* **EXERCISE DIRECTIONS**:
Reproduce every one of the records below word for word.

[RECORD EXTRACTS start]

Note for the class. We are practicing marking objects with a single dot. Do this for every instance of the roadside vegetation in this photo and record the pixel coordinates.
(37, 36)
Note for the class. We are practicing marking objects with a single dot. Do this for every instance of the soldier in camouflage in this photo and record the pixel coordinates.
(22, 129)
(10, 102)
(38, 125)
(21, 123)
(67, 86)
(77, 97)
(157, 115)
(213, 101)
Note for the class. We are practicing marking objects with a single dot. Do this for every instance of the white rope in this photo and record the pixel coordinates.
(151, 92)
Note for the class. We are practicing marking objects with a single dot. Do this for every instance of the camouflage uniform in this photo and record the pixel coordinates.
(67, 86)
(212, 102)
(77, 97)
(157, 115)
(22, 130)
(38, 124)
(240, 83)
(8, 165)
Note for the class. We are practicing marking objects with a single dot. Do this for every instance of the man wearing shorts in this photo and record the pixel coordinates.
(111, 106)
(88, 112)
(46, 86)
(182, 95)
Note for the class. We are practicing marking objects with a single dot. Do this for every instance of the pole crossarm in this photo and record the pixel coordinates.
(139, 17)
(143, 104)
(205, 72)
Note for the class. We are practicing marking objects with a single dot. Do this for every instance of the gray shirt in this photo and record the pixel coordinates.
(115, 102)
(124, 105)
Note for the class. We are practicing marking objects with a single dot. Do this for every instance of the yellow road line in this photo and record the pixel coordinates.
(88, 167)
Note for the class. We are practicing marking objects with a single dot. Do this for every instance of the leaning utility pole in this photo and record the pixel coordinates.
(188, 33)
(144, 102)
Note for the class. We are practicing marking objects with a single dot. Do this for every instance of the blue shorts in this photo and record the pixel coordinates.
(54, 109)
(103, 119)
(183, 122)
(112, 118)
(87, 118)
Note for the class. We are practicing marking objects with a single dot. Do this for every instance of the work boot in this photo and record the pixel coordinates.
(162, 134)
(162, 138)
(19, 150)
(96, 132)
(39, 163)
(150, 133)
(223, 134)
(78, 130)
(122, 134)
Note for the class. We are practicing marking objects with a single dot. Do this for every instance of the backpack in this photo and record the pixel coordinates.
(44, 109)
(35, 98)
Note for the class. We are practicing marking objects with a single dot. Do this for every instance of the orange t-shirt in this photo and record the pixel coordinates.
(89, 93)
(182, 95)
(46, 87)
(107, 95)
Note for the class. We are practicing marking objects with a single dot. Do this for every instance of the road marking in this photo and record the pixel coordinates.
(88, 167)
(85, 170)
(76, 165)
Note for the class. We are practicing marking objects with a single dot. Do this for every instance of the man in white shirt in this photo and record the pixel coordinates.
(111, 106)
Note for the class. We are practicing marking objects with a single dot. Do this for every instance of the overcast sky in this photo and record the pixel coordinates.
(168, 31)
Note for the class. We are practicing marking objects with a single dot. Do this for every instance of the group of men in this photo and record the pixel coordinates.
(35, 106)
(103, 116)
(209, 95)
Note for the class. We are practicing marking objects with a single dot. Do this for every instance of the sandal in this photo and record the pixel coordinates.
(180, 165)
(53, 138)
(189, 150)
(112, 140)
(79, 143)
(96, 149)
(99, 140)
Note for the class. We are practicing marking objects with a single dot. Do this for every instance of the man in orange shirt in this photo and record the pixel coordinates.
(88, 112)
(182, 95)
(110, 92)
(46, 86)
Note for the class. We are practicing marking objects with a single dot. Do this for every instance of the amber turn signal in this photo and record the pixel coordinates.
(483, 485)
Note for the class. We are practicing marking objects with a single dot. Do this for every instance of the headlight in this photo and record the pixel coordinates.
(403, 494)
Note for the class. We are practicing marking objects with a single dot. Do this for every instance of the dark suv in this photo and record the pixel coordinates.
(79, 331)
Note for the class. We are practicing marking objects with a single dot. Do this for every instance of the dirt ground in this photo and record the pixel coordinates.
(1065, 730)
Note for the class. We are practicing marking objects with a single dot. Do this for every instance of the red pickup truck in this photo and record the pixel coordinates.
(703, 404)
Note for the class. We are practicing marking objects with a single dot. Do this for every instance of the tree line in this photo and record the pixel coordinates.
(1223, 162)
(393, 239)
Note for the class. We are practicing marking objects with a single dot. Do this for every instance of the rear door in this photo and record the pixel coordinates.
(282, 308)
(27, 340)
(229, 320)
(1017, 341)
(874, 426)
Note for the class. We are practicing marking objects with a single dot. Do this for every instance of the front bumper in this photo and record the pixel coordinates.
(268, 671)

[RECORD EXTRACTS end]

* **THE OUTPUT**:
Note for the class. We are practicing marking objects with a single dot. Do this for every instance of the roadside vegetation in this photo and record the pixel coordinates.
(37, 36)
Note for the class. We are practicing marking objects with a single dot. Do this for every instance of the soldier in camouflage in this photo and record the pixel coordinates.
(22, 129)
(10, 102)
(38, 125)
(21, 123)
(67, 86)
(77, 97)
(157, 115)
(213, 101)
Note for the class. We are practicing marking objects with a single dot. Do this for every instance of the white rope in this photo and record the pixel coordinates.
(151, 92)
Note for the class. We are practicing marking objects with a single dot. Do this for every instance of the camouflage uniform in this photo and record the pixel coordinates.
(67, 86)
(212, 102)
(77, 97)
(157, 115)
(22, 130)
(38, 124)
(240, 83)
(8, 165)
Note for the class. We are practicing marking objects with a single dot. Do this for every instance of the man wearing shorts in this photo and record the pixel coordinates.
(111, 106)
(88, 112)
(46, 86)
(182, 95)
Note for the class. We are practicing marking objects with a single dot. Do this for every instance of the pole crossarm in this photo and record the pixel coordinates.
(139, 17)
(143, 104)
(205, 72)
Note for the class. We are practicing marking objects with a single dot. Do this for every instance of the gray shirt in this photo and record the pixel coordinates.
(115, 102)
(124, 105)
Note for the class. We are practicing marking objects with a single dot. Do this for every instance of the yellow road line in this photo and record the pixel coordinates.
(88, 167)
Note for the class. We are practicing marking objects with a single dot. Do this for every instance of the leaning utility pole in this photo and record the pixel coordinates.
(188, 33)
(144, 102)
Note for the class. We are practicing marking objects with a single dot. Do this for every instance of the blue shorts in this photo and record the pixel coordinates.
(54, 109)
(103, 119)
(183, 122)
(112, 118)
(87, 118)
Note for the class. We are practicing marking objects with a single dot. Do this for every instance of the work boot in this photo and record the pixel coordinates.
(162, 134)
(162, 138)
(19, 150)
(96, 132)
(39, 163)
(150, 133)
(223, 134)
(78, 130)
(122, 134)
Note for the class. We are practicing marking objects with a single dot. Do this for every instance of the backpack in this photo and record the pixel coordinates.
(44, 109)
(35, 98)
Note for the class. We are practicing marking objects with a single dot. Do this for every instance of the orange t-shirt in this photo and record the pixel coordinates.
(89, 93)
(182, 95)
(46, 87)
(107, 95)
Note for the class. We are practicing marking objects with a single dot. Do this for every instance of the road marking in this photo and record the pixel coordinates.
(88, 167)
(85, 170)
(76, 165)
Note for the class. We are practicing marking objects with a single dot. Do this for every instance of the man in white shirt in this photo and record the pixel coordinates.
(111, 106)
Note for the class. We are practicing marking objects with a single dot. Do this for every instance of the overcast sky in this photo and record the pixel coordinates.
(168, 31)
Note for the class. We are practicing marking objects with a single dot. Do this for every instance of the group of men in this photo and record the pixel coordinates.
(35, 106)
(103, 116)
(209, 95)
Note for the class. We are practicing marking objects with a single dot. Do this for every instance of the sandal in this photo and record the pixel coordinates.
(180, 165)
(53, 138)
(189, 150)
(112, 140)
(79, 143)
(96, 149)
(99, 140)
Note for the class. We are practicing marking objects with a single dot. Do this for every instance of the man in orange shirt in this photo and record the pixel coordinates.
(88, 112)
(182, 95)
(110, 92)
(46, 86)
Note for the class. We are practicing marking objects with a single dot. Do this for every instance of the amber turn signal in this photo and record the pixel coordinates.
(483, 485)
Note for the class. We are practicing marking objects with a single dot. Do this for every instance of the headlight in this photo and record the pixel coordinates.
(403, 494)
Note for the class. We are practicing marking objects with a single dot. Do this for every instance of the dark suv in this photo and record the pixel coordinates.
(79, 331)
Note for the class. We are practicing marking objects with a single dot. Do this for every instance of the dirt ground in this photo and record the pixel coordinates.
(1065, 730)
Note for the class. We are practicing marking objects with a single dot. Do this for every instance of the red pickup truck in this photo and record the pixel coordinates.
(703, 404)
Note for the class. We are practicing marking objects with a single dot. Do this for every instance of the tree line in this photo and record the pixel coordinates.
(1223, 162)
(393, 239)
Note for the class. We are practicing marking objects with a single dot. Do this for every instance of the rear door in this photo and record the pixel coordinates.
(282, 308)
(27, 340)
(229, 320)
(1017, 341)
(874, 426)
Note for the class. We are practicing marking objects with a single dot. Do this for every instance of the front bumper in this photo and record the pixel coordinates.
(268, 671)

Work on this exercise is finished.